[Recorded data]
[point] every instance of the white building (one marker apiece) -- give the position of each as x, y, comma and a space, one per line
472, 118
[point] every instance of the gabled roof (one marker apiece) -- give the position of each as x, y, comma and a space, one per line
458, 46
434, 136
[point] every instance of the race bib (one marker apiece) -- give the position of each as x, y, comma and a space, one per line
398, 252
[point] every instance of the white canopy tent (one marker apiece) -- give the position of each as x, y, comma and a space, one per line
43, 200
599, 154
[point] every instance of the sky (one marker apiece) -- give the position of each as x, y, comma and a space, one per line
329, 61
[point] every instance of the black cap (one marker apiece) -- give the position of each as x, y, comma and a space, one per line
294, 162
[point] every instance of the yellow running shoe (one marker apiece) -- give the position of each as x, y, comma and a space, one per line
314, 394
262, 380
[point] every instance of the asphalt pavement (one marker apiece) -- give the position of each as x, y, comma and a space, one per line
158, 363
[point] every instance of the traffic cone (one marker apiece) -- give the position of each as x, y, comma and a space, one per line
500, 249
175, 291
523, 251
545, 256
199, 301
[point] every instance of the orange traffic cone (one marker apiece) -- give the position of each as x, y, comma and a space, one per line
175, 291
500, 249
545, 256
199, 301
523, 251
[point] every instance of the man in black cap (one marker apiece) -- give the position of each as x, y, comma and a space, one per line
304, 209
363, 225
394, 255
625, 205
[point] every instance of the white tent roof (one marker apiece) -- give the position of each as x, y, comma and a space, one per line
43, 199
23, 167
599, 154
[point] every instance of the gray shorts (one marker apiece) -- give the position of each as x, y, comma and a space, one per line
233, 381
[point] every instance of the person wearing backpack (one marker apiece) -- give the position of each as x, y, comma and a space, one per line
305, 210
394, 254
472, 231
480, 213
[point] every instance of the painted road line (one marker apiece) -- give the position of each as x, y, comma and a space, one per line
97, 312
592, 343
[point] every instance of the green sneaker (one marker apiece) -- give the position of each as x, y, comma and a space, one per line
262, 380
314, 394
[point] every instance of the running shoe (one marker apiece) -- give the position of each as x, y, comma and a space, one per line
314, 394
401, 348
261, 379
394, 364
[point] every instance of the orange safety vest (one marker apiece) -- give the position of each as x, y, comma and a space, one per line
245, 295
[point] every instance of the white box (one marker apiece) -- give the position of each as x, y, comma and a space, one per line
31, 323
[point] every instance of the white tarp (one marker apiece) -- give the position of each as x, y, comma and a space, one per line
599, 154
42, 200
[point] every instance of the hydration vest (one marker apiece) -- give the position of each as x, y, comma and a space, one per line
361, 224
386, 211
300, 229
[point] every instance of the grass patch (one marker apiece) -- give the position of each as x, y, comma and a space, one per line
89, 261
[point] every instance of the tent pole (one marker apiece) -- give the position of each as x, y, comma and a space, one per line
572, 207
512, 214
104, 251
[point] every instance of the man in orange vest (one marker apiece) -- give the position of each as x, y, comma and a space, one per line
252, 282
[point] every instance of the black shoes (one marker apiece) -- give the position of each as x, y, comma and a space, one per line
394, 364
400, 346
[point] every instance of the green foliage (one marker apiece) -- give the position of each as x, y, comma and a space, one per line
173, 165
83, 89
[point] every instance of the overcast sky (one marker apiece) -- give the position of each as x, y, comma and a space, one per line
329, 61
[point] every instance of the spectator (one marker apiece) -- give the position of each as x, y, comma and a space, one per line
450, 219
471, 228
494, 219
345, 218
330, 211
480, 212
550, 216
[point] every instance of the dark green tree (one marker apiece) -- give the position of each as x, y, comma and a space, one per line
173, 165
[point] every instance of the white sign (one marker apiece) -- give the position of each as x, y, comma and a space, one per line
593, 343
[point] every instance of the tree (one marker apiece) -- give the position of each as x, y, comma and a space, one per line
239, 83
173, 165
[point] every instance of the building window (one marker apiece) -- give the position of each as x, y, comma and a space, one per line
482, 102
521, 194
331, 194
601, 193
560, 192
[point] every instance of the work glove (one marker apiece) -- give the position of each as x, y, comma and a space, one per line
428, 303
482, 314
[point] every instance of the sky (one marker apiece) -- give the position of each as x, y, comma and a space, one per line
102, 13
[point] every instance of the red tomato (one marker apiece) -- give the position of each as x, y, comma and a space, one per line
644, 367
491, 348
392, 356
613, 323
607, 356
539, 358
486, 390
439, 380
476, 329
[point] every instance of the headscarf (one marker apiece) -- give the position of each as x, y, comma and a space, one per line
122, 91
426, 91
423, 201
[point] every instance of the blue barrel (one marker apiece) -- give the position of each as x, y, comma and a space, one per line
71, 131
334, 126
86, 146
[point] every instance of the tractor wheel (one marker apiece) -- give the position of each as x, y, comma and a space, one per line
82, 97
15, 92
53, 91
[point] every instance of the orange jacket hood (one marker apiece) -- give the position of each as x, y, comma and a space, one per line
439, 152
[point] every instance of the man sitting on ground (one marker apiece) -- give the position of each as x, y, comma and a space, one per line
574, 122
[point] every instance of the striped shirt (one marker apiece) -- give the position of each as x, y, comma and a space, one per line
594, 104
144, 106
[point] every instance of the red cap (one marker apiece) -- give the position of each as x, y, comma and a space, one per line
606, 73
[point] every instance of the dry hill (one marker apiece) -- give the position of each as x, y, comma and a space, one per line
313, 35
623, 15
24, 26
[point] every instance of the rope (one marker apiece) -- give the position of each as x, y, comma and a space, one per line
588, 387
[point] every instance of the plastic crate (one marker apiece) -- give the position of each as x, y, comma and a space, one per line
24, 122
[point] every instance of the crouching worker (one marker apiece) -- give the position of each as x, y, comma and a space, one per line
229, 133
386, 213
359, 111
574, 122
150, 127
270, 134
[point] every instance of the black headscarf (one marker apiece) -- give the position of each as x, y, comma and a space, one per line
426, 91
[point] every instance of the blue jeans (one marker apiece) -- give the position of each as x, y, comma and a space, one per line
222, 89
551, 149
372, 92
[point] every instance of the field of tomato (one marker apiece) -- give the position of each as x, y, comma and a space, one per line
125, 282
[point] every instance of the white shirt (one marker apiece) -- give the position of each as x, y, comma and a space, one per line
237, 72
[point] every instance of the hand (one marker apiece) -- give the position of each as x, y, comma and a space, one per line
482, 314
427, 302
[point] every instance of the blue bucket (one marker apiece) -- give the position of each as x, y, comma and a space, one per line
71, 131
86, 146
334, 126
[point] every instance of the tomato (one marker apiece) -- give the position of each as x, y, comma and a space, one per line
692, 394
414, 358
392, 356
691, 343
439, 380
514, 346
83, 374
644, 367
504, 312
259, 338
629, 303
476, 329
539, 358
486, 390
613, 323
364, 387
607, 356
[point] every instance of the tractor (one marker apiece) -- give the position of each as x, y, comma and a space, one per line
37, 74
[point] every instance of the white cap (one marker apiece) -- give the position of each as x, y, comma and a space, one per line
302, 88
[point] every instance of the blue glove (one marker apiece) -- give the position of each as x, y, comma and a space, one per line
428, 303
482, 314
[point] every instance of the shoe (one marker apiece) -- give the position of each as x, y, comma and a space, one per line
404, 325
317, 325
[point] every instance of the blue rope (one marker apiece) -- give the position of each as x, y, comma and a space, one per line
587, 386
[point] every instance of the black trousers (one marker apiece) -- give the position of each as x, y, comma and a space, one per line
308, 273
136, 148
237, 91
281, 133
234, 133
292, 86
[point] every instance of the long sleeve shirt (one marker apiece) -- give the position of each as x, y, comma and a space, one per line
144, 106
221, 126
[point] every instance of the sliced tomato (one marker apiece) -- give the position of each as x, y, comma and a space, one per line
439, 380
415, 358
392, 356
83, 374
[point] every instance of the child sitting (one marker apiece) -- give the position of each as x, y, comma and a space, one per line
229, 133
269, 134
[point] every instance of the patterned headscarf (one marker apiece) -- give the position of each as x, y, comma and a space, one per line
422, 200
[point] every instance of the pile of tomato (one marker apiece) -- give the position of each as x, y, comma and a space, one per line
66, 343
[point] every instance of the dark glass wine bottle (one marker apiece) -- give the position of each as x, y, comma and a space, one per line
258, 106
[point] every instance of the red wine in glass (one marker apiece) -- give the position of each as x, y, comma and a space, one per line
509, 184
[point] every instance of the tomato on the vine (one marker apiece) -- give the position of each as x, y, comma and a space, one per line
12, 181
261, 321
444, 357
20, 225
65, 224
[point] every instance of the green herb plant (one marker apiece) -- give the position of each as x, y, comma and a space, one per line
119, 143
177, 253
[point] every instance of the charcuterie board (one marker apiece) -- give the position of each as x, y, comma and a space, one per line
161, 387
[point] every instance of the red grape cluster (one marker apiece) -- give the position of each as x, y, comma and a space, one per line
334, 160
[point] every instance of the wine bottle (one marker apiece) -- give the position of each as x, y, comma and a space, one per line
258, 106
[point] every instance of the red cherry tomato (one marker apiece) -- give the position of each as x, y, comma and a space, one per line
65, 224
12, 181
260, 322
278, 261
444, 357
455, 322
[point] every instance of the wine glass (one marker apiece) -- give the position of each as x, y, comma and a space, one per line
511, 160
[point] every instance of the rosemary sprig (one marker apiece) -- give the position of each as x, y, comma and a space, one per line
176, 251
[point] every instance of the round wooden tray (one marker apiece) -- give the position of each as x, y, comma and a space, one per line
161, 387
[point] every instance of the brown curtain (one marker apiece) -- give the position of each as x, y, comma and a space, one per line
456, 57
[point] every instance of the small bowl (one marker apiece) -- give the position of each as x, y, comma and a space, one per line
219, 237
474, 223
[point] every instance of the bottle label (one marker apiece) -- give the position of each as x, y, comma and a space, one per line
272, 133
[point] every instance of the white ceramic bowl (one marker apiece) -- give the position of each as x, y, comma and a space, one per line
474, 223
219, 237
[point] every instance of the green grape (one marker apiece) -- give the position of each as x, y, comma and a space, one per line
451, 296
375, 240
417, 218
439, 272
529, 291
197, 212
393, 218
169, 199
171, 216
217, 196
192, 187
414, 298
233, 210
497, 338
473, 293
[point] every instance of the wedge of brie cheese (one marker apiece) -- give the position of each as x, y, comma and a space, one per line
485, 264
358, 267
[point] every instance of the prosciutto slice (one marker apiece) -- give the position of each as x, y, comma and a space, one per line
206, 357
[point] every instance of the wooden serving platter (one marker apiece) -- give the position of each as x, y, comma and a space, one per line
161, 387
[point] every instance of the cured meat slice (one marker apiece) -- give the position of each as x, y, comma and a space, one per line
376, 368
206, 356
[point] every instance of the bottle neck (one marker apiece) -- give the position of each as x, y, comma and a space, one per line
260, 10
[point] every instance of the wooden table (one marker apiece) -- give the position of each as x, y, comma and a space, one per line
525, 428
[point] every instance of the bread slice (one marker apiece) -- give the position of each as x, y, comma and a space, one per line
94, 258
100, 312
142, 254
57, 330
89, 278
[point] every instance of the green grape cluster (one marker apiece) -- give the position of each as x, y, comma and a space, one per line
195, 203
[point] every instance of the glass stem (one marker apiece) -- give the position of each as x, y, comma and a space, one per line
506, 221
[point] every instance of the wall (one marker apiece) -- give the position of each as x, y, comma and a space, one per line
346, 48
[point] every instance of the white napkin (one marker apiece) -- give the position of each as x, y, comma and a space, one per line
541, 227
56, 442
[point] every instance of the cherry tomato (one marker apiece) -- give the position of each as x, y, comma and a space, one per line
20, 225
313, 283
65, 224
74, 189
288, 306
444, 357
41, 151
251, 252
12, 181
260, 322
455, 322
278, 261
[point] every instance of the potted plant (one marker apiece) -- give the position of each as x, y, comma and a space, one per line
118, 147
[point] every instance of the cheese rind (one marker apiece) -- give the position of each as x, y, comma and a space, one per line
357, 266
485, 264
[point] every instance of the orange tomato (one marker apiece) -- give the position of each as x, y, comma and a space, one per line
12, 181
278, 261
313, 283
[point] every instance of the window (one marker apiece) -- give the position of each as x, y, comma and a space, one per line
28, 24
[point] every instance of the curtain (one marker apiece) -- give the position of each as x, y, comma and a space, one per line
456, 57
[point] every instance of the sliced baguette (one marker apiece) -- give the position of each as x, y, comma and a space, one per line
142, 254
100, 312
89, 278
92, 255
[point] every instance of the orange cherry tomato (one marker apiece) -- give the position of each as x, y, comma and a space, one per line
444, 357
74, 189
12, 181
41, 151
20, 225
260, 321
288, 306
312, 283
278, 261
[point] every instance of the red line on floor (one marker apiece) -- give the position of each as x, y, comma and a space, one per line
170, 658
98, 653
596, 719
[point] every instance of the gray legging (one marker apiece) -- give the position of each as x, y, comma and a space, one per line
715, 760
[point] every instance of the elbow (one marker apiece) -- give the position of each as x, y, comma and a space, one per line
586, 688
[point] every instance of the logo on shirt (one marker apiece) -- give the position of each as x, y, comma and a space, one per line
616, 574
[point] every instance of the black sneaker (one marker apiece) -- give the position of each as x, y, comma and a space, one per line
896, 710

- **Task directions**
The expected output is the lines from the one with "[point] every instance of the gray legging" through the end of the data, exactly as written and nothing more.

- **Solution to this task**
[point] every instance of the gray legging (one marker apiece) -- give the position of each as x, y, comma and a space, one per line
715, 760
[point] every instance of the elbow (one marker apiece) -- give the position of each as x, y, comma and a space, one per line
586, 688
[point] every instance of the logo on shirt (one marker apiece) -- give the position of each as x, y, comma and a space, one per line
616, 574
[point] every instance of the black sneaker (one marker apiece) -- give the position of each as x, y, comma and a space, one per line
896, 710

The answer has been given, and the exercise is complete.